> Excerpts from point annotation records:
------------------------------------

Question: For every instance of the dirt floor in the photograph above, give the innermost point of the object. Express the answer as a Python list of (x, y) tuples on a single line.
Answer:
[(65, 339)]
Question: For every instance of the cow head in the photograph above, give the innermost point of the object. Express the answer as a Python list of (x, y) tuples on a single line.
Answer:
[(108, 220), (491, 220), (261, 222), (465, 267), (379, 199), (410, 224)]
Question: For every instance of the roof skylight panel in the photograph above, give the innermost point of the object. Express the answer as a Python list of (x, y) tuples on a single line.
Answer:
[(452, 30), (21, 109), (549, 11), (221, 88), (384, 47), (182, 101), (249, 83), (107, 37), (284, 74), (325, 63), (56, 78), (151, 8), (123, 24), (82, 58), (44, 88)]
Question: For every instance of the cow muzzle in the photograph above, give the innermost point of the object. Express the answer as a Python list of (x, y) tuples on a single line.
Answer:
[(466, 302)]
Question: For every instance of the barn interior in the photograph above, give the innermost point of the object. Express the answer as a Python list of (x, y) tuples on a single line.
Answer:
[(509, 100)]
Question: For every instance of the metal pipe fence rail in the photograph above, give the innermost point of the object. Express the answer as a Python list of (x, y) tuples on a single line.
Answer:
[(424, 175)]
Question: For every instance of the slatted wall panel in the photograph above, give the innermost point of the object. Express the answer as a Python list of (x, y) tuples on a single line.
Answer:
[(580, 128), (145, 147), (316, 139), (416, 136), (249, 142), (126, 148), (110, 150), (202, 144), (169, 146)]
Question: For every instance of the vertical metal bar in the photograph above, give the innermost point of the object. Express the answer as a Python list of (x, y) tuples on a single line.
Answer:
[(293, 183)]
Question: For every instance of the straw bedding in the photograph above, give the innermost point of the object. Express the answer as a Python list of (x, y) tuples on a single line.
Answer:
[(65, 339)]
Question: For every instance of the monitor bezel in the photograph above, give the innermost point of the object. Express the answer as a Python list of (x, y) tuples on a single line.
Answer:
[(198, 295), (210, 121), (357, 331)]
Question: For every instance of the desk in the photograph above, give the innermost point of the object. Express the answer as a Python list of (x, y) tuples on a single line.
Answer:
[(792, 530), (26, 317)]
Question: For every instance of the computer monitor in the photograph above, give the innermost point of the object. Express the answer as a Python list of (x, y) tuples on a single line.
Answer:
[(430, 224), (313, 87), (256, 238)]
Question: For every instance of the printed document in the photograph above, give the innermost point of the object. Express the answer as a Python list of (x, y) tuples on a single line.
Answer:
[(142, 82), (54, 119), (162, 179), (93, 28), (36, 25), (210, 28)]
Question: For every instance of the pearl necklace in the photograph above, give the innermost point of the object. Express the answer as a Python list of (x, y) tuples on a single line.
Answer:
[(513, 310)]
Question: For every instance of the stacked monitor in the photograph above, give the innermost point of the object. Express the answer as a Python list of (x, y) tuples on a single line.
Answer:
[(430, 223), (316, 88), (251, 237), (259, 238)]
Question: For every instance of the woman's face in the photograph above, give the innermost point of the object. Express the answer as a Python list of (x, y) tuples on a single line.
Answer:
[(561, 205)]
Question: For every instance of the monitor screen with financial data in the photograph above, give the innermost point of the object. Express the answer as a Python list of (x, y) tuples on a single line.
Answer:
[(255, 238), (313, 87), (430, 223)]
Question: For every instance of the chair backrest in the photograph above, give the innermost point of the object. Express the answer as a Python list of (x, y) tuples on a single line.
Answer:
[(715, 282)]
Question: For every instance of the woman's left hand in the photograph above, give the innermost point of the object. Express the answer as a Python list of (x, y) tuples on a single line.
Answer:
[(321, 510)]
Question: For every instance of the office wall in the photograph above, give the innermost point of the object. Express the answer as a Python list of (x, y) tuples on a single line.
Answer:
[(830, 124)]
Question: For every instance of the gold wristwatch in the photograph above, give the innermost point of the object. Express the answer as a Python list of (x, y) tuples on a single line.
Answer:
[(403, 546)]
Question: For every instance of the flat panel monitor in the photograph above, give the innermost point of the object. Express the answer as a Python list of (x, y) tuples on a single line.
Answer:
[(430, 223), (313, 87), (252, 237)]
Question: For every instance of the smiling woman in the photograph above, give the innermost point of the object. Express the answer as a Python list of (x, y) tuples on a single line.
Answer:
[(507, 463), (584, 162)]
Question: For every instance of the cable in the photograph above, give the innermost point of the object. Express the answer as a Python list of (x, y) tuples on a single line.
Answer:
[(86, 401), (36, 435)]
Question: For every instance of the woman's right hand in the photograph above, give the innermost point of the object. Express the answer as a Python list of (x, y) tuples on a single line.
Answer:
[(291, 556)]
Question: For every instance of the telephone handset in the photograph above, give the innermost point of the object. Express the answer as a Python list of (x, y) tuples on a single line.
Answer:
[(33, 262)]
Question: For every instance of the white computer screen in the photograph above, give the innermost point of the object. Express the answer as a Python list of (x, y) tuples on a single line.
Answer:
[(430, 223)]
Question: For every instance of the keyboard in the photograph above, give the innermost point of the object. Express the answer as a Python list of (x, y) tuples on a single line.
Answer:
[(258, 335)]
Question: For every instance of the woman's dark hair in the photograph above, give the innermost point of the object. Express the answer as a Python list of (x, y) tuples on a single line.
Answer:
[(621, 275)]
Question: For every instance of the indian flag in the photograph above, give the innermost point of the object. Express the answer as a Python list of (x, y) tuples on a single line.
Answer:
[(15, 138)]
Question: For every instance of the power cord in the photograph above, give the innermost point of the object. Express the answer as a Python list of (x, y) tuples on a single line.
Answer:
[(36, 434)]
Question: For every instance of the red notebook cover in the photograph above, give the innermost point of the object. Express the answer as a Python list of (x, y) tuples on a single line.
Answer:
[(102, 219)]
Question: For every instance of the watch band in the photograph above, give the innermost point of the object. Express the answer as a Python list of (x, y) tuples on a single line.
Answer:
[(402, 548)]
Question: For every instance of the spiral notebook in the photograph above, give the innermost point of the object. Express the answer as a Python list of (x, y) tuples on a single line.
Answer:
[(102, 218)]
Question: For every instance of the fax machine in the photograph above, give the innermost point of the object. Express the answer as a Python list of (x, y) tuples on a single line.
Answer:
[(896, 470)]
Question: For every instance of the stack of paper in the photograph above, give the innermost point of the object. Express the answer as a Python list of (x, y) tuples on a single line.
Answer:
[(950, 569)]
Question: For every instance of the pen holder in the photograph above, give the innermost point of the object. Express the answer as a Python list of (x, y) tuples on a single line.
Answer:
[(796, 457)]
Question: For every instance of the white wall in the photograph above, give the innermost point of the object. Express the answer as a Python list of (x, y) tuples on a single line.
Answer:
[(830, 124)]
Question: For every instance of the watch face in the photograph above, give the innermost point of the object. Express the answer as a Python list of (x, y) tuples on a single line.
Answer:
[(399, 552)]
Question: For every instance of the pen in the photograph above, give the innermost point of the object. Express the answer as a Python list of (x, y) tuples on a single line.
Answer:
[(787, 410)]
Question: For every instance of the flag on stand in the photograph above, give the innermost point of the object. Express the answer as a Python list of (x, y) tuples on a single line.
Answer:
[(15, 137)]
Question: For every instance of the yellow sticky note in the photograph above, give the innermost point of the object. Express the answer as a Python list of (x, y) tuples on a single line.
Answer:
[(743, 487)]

------------------------------------

> Objective: Please return all of the records above unchanged, from the first line through the last.

> Problem solution:
Question: For every instance of the dirt floor in the photograph above, give the innermost point of the object. Express the answer as a Python list of (x, y) tuples on a single line.
Answer:
[(65, 339)]
Question: For every instance of the cow head in the photograph above, give the innermost point of the object. Express the answer as a Python list of (x, y) tuples on a single line.
Answer:
[(108, 220), (491, 220), (261, 222), (465, 267), (379, 199), (410, 224)]
Question: For every instance of the roof skylight panel in the photograph above, give the innermost point of the object. Express the answer as a Python list of (x, y) tuples on a single line.
Answer:
[(452, 30), (21, 109), (549, 11), (221, 88), (384, 47), (182, 101), (249, 83), (107, 37), (284, 74), (325, 63), (56, 78), (151, 8), (123, 24), (82, 58), (44, 88)]
Question: For every instance of the cow muzzle in the photograph above, give the innermost point of the object. Express the answer as a Python list of (x, y) tuples on a single line.
Answer:
[(466, 302)]
Question: For every instance of the barn interior in the photograph above, give the innermost point of the object. Express the answer as a Python list of (x, y) tuples on a single line.
Answer:
[(509, 100)]
Question: For every instance of the metal pipe fence rail in the photograph above, give the innermost point of the object. Express the answer as a Python list of (x, y) tuples on a single line.
Answer:
[(424, 175)]
Question: For every instance of the slatted wall panel in the photograph above, give the innermost point of the object. Express the answer as a Python list of (x, y) tuples on a single line.
Answer:
[(580, 128), (145, 147), (316, 139), (416, 136), (249, 142), (126, 148), (110, 150), (202, 144), (169, 146)]
Question: For every instance of the vertical metal bar in the photograph above, give the innermost point of the object. Express the answer as a Python list of (x, y) tuples on a single line.
Answer:
[(293, 183)]
Question: For every instance of the straw bedding in the photograph above, give the innermost point of the object. Express the answer as a Python list of (x, y) tuples on a single line.
Answer:
[(65, 339)]
Question: For every instance of the monitor bezel in the photograph above, give the innermost point of the object. Express the answer as a Python list of (x, y) tuples on a single line.
Answer:
[(198, 295), (210, 121), (357, 331)]
Question: For every instance of the desk in the photograph above, give the innermost point of the object. Express the answer as a Python list of (x, y) tuples on a single line.
Answer:
[(792, 530), (26, 317)]
Question: For every instance of the computer monitor in the photograph above, give the innermost point of the object. Express the answer as a Python list of (x, y) tuples on a single line.
Answer:
[(430, 224), (313, 87), (256, 238)]
Question: For every instance of the printed document in the photograph above, give the innermost point of the object. Express the answer as a Python list of (x, y) tuples on a single line.
Answer:
[(142, 82), (54, 119), (162, 179), (93, 28), (36, 25), (210, 28)]
Question: For every instance of the pearl necklace in the photograph above, give the innermost point of the object. Express the answer as a Python list of (x, y) tuples on a single line.
Answer:
[(513, 310)]
Question: For every instance of the stacked monitor in the photograph above, give the innermost point of the object. Express the answer as a Python list of (x, y) tuples on a single line.
Answer:
[(430, 223), (316, 88), (251, 237), (259, 238)]
Question: For every instance of the woman's face in the photograph above, give the innermost point of the object. Express the answer as a Python list of (x, y) tuples on a single line.
Answer:
[(561, 205)]
Question: For every instance of the monitor screen with financial data in the photograph above, give the innermost point of the object. Express the answer as a Python list of (x, y) tuples on a single line.
Answer:
[(255, 238), (313, 87), (430, 223)]
Question: For every instance of the chair backrest in the photograph above, give the innermost point of the object. Express the answer as a Python list of (x, y) tuples on a single line.
Answer:
[(715, 282)]
Question: For every instance of the woman's left hand in the photograph above, give the innermost point of the object. Express the answer as a Python list of (x, y) tuples on a single line.
Answer:
[(321, 510)]
Question: For every instance of the office wall in the photograph above, give the innermost point of the object. Express the answer as a Python list of (x, y) tuples on a single line.
Answer:
[(830, 124)]
Question: For every instance of the gold wristwatch in the photograph above, give the innermost point of the object. Express the answer as a Python list of (x, y) tuples on a single line.
Answer:
[(403, 546)]
Question: For every instance of the flat panel monitor in the photograph above, give the innermost point of the object. Express the answer as a Python list of (x, y) tuples on a single line.
Answer:
[(430, 223), (313, 87), (252, 237)]
Question: For every instance of the smiling woman in the photograph above, give the innermost point of the object. Express the answer as a Python list of (x, y) tuples on a single line.
Answer:
[(507, 463), (584, 162)]
Question: For every instance of the cable in the photograph above, give the innermost point of the object. Express the answer as a Python list of (x, y) tuples on a single line.
Answer:
[(86, 401), (36, 435)]
Question: For every instance of the woman's right hand in the photograph above, give the innermost point of the object. Express the answer as a Python list of (x, y) tuples on a single line.
Answer:
[(291, 556)]
Question: For every instance of the telephone handset in the photograph above, give the innermost point of the object. Express the answer as a Python list of (x, y) tuples on a single line.
Answer:
[(33, 262)]
Question: For every instance of the white computer screen in the photograph above, give the innermost point of the object. Express the answer as a Python list of (x, y) tuples on a single line.
Answer:
[(430, 223)]
Question: For every instance of the keyboard in the photograph above, give the innermost point of the object. Express the answer as a Python list of (x, y) tuples on a single line.
Answer:
[(258, 335)]
Question: For every instance of the woman's dark hair in the photograph above, give the innermost point of the object. Express the answer as a Python list of (x, y) tuples on a single line.
Answer:
[(621, 275)]
Question: For every instance of the indian flag in the photograph above, give the innermost point of the object. Express the answer as a Python list of (x, y) tuples on a single line.
Answer:
[(15, 138)]
Question: For every instance of the power cord in the photograph above, give the innermost point of the object. Express the answer as a Python list of (x, y) tuples on a single line.
Answer:
[(36, 434)]
Question: For every instance of the red notebook cover in the photograph above, give the innermost point of the object. Express the answer as a Python list of (x, y) tuples on a single line.
Answer:
[(102, 219)]
Question: For every instance of the watch band in the photograph above, give the innermost point of the object. Express the answer as a Python list of (x, y) tuples on a single line.
Answer:
[(402, 548)]
Question: For every instance of the spiral notebook in the photograph above, give the innermost point of the object. Express the answer as a Python list of (x, y) tuples on a single line.
Answer:
[(102, 218)]
Question: For every instance of the fax machine in the photograph above, give the innermost point of the object. Express the answer as a Python list of (x, y) tuples on a single line.
Answer:
[(896, 470)]
Question: For every instance of the stack of paper in the photograph above, give the innermost point of the object. Express the answer as a Python list of (x, y) tuples on a single line.
Answer:
[(950, 569)]
Question: For every instance of the pen holder in the photograph above, give the innermost point of the object. Express the answer as a Python list of (x, y) tuples on a single line.
Answer:
[(796, 457)]
Question: For every instance of the white wall in the photograph above, give the innermost point of the object. Express the answer as a Python list of (x, y) tuples on a single line.
Answer:
[(830, 124)]
Question: For every instance of the watch face in the photograph above, give the innermost point of the object. Express the answer as a Python list of (x, y) tuples on a single line.
Answer:
[(399, 552)]
Question: For every instance of the pen in the photograph above, give the innermost point of the object. Express the answer as a Python list of (x, y) tuples on a single line.
Answer:
[(787, 410)]
Question: For every instance of the flag on stand in the photograph above, give the innermost point of the object. Express the answer as a Python list of (x, y) tuples on a single line.
Answer:
[(15, 137)]
Question: For every instance of the yellow sticky note in the photograph above, give the innermost point of the object. Express the answer as a Python list of (x, y) tuples on a single line.
Answer:
[(743, 487)]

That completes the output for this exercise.